» Compito assegnato:
Riprenda il testo sulla lettera inviata alla rubrica Dear Mariella del Guardian, riportato più avanti, e lo continui a partire dalla sua ultima frase.

» Estratto scelto:
----

La questione è stata posta da una donna che si è rivolta a Mariella Frostrup, giornalista che cura sul Guardian la rubrica Dear Mariella, sul tema delle relazioni sentimentali. La donna, il cui nome non è stato pubblicato, ha scritto questo messaggio:
Dovrei denunciare una molestia sessuale che ho ricevuto anche se dopo ho avuto una relazione di tipo sessuale con il molestatore? Anni fa, ho lavorato come volontaria per un partito politico, e mentre mi mostrava del lavoro al computer, un membro senior dello staff mi ha ripetutamente toccato il ginocchio. Si è scusato, e poi lo ha fatto di nuovo, circa sette volte. Poi ha smesso dicendo: “Ora dovrò auto-denunciarmi per molestie sessuali”.
In quel momento ho riso perché non ero molto sicura di cosa altro avrei potuto rispondere. Mesi dopo essermi separata da mio marito, il molestatore iniziò a venirmi dietro, prestandomi le attenzioni di cui ero priva. Ero vulnerabile, emotiva e avevo bevuto troppo quando ho iniziato una relazione con lui. L’ho anche usato per una referenza di lavoro, e ho le sue lodi entusiaste sul mio profilo LinkedIn.
Ero un’adulta che ha preso brutte decisioni, ma con le storie che provengono dalla stampa mi chiedo se dovrei denunciare il suo comportamento. O forse ho annullato la molestia, e deluso le donne, andando a letto con il mio molestatore e usandolo per una referenza di lavoro? So che sarò insultata per questo.
Il racconto di questa esperienza ha accesso la discussione tra i lettori del quotidiano britannico. Vale forse la pena ricordare che, in Italia, era bastato ancora meno a far accendere la polemica contro Asia Argento, accusata per aver denunciato dopo anni le violenze subite da Harvey Weinstein quando era una ragazzina.
Il rischio, infatti, è che queste storie accendano i riflettori sulla vittima, colpevolizzata per alcuni suoi determinati comportamenti che in realtà prescindono da quello sessuale inappropriato mantenuto dal molestatore.

----

» Dati grezzi:
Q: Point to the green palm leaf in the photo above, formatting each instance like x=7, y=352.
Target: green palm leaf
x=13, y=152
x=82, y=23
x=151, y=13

----

» Risposta attesa:
In che modo una successiva relazione può cancellare una molestia?
Questa rimane come un fatto, a prescindere da quello che può essere accaduto nel periodo successivo, relativamente al quale – come ammette la stessa autrice del messaggio – la responsabilità è tutta delle sue scelte da adulta, giuste o sbagliate che siano.
Nel momento in cui è avvenuta la molestia, infatti, la donna non ha accettato le “avanches” che anzi ha percepito come inopportune perché indesiderate.
Quindi la relazione successiva non cambia il fatto che le molestie siano avvenute. Piuttosto, le vicende successive aumentano le possibilità che qualsiasi denuncia formale abbia come esito conseguenze negative più per la vittima che per il molestatore.
“Nel tuo caso, se in seguito hai avuto una relazione con quest’uomo, o hai usato le sue referenze, questo non condona la sua trasgressione iniziale”, ha risposto alla donna Mariella Frostrup, “ma suggerisce abbastanza ambiguità, per cui vale la pena esaminare le tue motivazioni in futuro”.
“Verità e menzogne, accuse e smentite, notizie false e storie vere si stanno diffondendo rapidamente. In un clima così frenetico è ancora più importante respirare profondamente, agire razionalmente e determinare il motivo per cui ci sentiamo spinti verso una particolare linea d’azione”, conclude la giornalista.